Deutschland schafft sich ab: Wie wir unser Land aufs Spiel setzen

von Thilo Sarrazin
Verlag: Deutsche Verlagsanstalt [mehr Bücher von diesem Verlag zeigen]
Sparte: Sachbuch
ISBN-13 978-3-421-04430-3

Preis: 7,98 Euro bei Amazon.de [Stand: 21. November 2024]
Als im Jahr 2005 die Ergebnisse der PISA-Studie veröffentlicht wurden, war Thilo Sarrazin Finanzsenator in Berlin. Schüler der Stadtstaaten Bremen, Hamburg und Berlin hatten in der Untersuchung ihrer Schulleistungen im weltweiten Vergleich blamabel abgeschnitten. Da in Berlin nicht weniger für Bildung ausgegeben wird als in Bundesländern, die bei PISA Spitzenplätze belegten, und ein Berliner Lehrer pro Klasse weniger Schüler zu unterrichten hatte als ein Lehrer im Bundesgebiet, konnte nur die schlechte Qualität des Unterrichts Schuld an den Ergebnissen sein. "Sind Berliner Lehrer dümmer?" fragte Sarrazin darauf provokativ und öffentlichkeitswirksam. Die Leistungsunterschiede zwischen deutschen Kindern und Schülern mit Migrationshintergrund haben Sarrazin seither stets beschäftigt. Gewohnt drastisch kündigt er in "Deutschland schafft sich ab" an "Deutschland wird kleiner und dümmer" (S. 17). Wer täglich Zeitung liest, sich mit den Berichten des Neu-Köllner Bürgermeisters Buschkowsky oder dem Buch der Jugendrichterin Kirsten Heise befasst hat, erfährt auf den ersten 200 Seiten des Buches kaum etwas Neues.

Was schreibt Sarrazin konkret in den ersten vier Kapiteln, die den von ihm befürchteten Niedergang von Wirtschaft und Bildungssystem und seine Ängste vor Überfremdung dokumentieren?
- Die Pisa-Sieger Korea, Finnland und Japan haben eine homogene Bevölkerung und kaum Einwanderer; das klassiche Einwanderungsland USA schneidet in Pisa schlechter als Bremen ab, Kanada erzielt seine guten Ergebnisse bei PISA, weil es seine Einwanderer streng selektiert. Hindernisse bei der Integration müssten demnach in Deutschland in der Bevölkerungsgruppe liegen (S. 59), Leistungsunterschiede verfestigen sich stets dort, wo es traditionell ein Unterschicht gibt, wie in Großbritannien.

- Die schulischen Leistungen von Haupt- und Realschülern sind in den letzten 30 Jahren konstant gesunken (Rechtschreibung - 26%, Rechnen - 35% bei den Hauptschülern). Diese Aussagen stammen aus Firmen, die seit 30 Jahren identische Einstellungstests verwenden und werden von erfahrenen Ausbildern bestätigt. Die Bildungsfähigkeit deutscher Schüler verschlechtert sich (S. 12).

> Datenteil:
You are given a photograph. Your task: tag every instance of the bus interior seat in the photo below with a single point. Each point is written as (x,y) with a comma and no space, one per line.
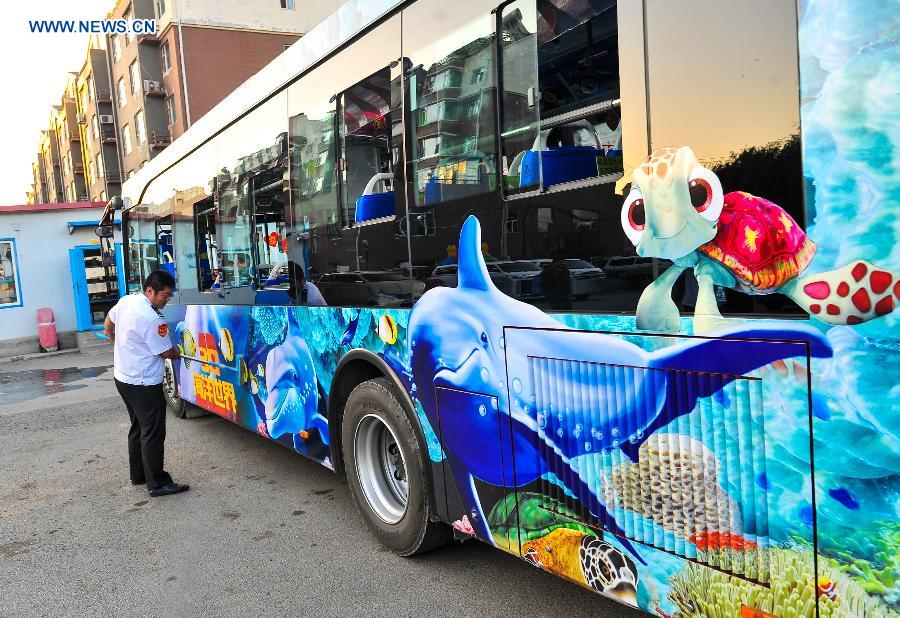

> Arbeitsauftrag: Entnimm der Rezension zu „Deutschland schafft sich ab“ wortgetreu die Passage, die mit „Was schreibt Sarrazin“ einsetzt und sich bis einschließlich „wie in Großbritannien.“ erstreckt.

> Lösung:
Was schreibt Sarrazin konkret in den ersten vier Kapiteln, die den von ihm befürchteten Niedergang von Wirtschaft und Bildungssystem und seine Ängste vor Überfremdung dokumentieren?
- Die Pisa-Sieger Korea, Finnland und Japan haben eine homogene Bevölkerung und kaum Einwanderer; das klassiche Einwanderungsland USA schneidet in Pisa schlechter als Bremen ab, Kanada erzielt seine guten Ergebnisse bei PISA, weil es seine Einwanderer streng selektiert. Hindernisse bei der Integration müssten demnach in Deutschland in der Bevölkerungsgruppe liegen (S. 59), Leistungsunterschiede verfestigen sich stets dort, wo es traditionell ein Unterschicht gibt, wie in Großbritannien.